> [GIVEN TEXT]
## begin

On the feast of the Assumption of Mary, Pope Francis said that faith is the defining virture of her greatness and that the mysterious way she was taken into heaven is a foreshadowing of what awaits each of us.

"The Gospel also shows us the truest reason for Mary's greatness and her blessedness: it is faith," the Pope told pilgrims gathered in St. Peter's Square for his Aug. 15 Angelus address, marking the Solemnity of the Assumption of Mary.

Faith, he said, "is the heart of Mary's entire story; she knew - and she said it - that throughout history weighs the violence of the overbearing, the pride of the rich, the arrogance of the proud."

Yet she still believed and proclaimed "that God does not leave his children alone, humble and poor, but sustains them with merciful care, casting down the mighty from their thrones, scattering the proud in the conceit of their hearts."

Dogmatically defined in 1950, the assumption of the Virgin Mary's body into heaven is celebrated Aug. 15 every year, and is one of the most important Marian feast days in the Catholic Church.

## end

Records
## begin

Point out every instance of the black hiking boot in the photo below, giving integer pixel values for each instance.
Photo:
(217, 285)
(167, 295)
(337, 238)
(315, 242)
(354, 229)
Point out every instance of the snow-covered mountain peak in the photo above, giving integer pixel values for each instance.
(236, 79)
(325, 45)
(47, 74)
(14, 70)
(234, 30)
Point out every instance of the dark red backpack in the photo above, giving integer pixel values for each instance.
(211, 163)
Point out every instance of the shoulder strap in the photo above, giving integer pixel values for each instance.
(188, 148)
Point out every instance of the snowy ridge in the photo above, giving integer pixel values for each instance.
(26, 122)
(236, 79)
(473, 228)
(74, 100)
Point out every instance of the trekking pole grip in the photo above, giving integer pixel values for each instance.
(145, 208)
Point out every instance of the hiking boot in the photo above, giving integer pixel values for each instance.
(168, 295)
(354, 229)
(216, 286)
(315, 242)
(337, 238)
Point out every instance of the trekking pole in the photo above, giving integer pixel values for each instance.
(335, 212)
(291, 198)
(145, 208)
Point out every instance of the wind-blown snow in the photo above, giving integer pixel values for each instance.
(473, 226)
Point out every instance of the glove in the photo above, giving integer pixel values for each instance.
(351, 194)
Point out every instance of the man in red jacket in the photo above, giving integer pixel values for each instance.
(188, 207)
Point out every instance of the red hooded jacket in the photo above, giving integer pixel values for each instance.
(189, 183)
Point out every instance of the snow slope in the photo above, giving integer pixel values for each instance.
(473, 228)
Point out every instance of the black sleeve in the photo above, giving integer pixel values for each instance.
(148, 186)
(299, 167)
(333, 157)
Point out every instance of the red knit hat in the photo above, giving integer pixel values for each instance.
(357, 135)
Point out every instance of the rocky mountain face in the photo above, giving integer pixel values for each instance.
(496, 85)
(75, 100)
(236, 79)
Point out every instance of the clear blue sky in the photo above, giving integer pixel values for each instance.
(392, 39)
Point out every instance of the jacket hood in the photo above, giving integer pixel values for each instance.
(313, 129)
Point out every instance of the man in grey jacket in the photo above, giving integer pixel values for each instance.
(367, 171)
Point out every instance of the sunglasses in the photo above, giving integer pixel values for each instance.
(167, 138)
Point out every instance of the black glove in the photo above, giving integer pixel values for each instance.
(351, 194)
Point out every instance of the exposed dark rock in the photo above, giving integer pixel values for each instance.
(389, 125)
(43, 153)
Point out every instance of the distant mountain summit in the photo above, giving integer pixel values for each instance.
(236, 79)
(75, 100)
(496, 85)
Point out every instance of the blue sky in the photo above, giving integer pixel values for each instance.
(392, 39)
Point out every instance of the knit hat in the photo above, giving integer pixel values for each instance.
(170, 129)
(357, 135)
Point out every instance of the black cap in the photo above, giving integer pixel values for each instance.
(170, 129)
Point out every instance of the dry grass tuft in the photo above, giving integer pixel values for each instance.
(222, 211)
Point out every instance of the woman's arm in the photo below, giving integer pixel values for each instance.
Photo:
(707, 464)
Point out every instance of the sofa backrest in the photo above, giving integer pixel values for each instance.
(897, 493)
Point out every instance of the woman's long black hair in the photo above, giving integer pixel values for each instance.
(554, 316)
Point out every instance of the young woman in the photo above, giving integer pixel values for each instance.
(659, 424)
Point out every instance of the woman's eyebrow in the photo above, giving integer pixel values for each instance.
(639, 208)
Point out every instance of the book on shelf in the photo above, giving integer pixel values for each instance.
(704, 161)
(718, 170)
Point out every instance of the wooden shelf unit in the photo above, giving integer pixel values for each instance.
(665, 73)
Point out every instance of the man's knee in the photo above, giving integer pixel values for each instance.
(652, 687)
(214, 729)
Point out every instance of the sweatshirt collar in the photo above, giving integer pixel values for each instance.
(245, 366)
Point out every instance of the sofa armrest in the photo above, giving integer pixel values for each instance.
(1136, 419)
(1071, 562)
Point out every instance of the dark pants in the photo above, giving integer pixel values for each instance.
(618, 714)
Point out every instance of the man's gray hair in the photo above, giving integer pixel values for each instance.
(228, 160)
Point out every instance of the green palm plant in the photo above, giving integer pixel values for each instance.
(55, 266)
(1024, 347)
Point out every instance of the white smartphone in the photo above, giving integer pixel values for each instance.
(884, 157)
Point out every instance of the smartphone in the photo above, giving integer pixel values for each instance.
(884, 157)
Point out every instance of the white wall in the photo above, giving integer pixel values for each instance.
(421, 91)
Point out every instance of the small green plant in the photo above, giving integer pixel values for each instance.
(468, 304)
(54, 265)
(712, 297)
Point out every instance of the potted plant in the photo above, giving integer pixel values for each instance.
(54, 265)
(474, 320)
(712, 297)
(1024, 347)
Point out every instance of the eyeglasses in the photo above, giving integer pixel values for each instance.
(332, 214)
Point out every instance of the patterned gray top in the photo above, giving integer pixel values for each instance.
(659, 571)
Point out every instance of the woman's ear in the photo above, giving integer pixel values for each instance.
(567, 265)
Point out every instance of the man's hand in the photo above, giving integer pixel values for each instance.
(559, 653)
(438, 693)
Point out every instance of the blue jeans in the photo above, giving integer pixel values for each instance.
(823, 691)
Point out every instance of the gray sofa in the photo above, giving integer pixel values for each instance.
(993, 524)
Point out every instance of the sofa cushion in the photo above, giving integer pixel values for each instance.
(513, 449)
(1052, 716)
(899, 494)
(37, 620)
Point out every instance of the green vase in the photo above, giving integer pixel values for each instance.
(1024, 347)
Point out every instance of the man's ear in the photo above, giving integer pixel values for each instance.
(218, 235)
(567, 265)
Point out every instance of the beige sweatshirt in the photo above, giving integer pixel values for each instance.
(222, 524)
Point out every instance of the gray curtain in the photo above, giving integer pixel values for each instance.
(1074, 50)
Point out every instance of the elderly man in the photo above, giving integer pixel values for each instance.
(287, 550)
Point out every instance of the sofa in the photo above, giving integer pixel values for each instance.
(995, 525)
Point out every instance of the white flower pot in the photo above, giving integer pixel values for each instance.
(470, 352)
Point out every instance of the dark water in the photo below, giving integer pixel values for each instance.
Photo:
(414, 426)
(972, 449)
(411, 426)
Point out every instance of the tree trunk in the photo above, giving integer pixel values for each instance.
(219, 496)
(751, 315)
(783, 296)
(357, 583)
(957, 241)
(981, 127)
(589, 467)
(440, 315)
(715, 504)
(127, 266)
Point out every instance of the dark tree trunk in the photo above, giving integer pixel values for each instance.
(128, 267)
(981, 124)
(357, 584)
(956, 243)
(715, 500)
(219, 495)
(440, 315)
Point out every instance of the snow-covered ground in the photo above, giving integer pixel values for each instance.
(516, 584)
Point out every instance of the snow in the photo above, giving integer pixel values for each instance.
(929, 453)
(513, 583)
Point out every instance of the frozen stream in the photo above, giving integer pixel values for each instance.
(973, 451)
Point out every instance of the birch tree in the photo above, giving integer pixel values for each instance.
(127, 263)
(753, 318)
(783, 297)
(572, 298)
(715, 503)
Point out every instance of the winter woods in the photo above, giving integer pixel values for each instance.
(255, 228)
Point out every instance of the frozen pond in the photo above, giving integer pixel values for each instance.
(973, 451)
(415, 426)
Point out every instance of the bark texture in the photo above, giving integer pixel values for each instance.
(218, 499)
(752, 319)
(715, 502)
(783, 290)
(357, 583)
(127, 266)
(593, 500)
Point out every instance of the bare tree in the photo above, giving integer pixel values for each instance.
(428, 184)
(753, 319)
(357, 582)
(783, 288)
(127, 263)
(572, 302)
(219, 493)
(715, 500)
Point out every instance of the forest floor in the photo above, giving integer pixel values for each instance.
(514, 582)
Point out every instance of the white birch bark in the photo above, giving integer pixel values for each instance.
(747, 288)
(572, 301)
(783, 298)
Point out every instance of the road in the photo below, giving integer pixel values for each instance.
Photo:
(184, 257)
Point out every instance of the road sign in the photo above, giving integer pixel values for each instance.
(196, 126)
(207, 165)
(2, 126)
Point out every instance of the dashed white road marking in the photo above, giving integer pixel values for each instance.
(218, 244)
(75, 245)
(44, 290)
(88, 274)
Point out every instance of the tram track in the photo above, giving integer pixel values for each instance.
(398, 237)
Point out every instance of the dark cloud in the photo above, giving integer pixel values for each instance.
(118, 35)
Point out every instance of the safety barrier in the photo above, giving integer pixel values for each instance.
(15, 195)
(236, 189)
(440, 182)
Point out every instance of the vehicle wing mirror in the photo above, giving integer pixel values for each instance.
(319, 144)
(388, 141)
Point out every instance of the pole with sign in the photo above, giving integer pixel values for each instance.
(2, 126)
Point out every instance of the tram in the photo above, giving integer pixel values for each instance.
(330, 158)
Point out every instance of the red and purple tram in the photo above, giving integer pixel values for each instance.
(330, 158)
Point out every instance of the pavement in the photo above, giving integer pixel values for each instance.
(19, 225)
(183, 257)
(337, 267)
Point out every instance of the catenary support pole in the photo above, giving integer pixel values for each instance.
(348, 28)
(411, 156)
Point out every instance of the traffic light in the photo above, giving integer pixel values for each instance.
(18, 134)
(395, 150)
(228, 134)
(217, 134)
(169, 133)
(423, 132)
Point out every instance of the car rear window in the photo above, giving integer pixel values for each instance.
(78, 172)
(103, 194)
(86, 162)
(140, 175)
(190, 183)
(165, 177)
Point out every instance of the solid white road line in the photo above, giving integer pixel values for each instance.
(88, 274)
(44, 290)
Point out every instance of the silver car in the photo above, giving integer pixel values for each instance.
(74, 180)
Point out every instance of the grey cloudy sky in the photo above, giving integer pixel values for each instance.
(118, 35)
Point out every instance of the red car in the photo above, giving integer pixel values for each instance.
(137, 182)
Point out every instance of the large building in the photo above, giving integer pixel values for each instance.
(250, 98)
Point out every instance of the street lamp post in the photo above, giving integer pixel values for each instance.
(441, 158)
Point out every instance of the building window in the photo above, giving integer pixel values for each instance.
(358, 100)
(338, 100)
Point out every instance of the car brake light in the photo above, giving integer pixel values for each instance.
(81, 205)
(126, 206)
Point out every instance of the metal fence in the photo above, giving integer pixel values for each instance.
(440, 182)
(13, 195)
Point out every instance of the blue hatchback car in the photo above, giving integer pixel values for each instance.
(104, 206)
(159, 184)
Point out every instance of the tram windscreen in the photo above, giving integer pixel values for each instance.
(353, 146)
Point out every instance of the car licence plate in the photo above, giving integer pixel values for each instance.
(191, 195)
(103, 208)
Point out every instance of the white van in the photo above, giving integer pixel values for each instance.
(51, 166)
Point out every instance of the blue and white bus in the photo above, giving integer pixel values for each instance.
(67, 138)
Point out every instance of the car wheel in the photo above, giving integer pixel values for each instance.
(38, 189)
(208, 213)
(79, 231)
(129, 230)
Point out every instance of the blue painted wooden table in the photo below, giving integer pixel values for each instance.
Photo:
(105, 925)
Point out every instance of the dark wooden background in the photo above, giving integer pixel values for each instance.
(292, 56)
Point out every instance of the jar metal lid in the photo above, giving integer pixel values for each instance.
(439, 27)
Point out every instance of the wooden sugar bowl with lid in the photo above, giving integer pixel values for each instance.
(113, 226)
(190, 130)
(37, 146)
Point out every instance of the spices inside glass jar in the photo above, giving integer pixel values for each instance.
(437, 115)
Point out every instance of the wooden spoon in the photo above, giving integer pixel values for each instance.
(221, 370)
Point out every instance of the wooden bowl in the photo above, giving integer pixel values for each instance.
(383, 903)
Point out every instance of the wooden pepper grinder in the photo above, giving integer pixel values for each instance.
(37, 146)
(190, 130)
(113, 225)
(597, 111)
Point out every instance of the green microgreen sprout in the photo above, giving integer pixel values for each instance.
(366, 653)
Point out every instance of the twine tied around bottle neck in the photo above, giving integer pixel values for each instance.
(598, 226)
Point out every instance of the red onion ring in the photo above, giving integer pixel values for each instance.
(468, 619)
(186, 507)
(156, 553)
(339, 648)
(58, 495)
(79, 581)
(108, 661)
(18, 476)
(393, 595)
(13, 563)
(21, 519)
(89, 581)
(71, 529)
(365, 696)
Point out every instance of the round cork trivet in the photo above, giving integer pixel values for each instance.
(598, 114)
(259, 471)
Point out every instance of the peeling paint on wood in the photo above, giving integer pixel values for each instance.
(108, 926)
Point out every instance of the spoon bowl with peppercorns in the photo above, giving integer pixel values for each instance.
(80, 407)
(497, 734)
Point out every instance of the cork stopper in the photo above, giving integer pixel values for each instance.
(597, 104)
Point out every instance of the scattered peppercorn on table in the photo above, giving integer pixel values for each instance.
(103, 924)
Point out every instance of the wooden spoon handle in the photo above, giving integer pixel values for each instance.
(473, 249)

## end

> [WRITTEN PROBLEM A] Reproduce verbatim the portion of the Assumption article starting with "Yet she still" and going on through "the Catholic Church.".
> [WRITTEN PROBLEM B] Extract from the records each line in which the string "mountain" appears, copying those lines unchanged.

> [CORRECT RESULT A]
Yet she still believed and proclaimed "that God does not leave his children alone, humble and poor, but sustains them with merciful care, casting down the mighty from their thrones, scattering the proud in the conceit of their hearts."

Dogmatically defined in 1950, the assumption of the Virgin Mary's body into heaven is celebrated Aug. 15 every year, and is one of the most important Marian feast days in the Catholic Church.

> [CORRECT RESULT B]
Point out every instance of the snow-covered mountain peak in the photo above, giving integer pixel values for each instance.
Point out every instance of the rocky mountain face in the photo above, giving integer pixel values for each instance.
Point out every instance of the distant mountain summit in the photo above, giving integer pixel values for each instance.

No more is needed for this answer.